_Problem details:_ From the entries below, reproduce exactly the line containing "Query: woman in red shirt", the line containing "Query: white chair back", and every line in between, with nothing added.

_Data in this exercise:_
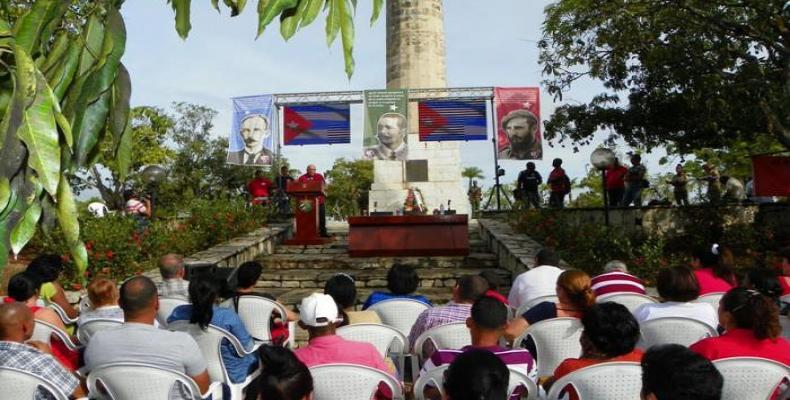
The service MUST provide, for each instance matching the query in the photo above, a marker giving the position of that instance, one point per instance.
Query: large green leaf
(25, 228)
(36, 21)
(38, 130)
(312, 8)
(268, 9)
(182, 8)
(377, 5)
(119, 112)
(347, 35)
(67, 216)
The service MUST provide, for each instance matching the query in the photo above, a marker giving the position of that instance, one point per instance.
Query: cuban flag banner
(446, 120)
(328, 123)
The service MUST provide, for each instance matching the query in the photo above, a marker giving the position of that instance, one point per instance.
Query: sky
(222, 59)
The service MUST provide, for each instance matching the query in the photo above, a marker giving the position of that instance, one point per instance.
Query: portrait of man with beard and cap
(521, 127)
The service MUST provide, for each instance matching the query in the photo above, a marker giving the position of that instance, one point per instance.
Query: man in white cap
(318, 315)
---
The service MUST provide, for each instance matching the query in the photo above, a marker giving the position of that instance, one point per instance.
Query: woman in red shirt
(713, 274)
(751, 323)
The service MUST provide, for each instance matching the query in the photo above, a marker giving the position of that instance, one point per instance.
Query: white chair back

_Response to this task:_
Query: woman in red shirt
(713, 274)
(751, 323)
The service MUST provide, for each instance matching the query in the photo above, a marker giving the position of that instance, one point per instance.
Query: white chair back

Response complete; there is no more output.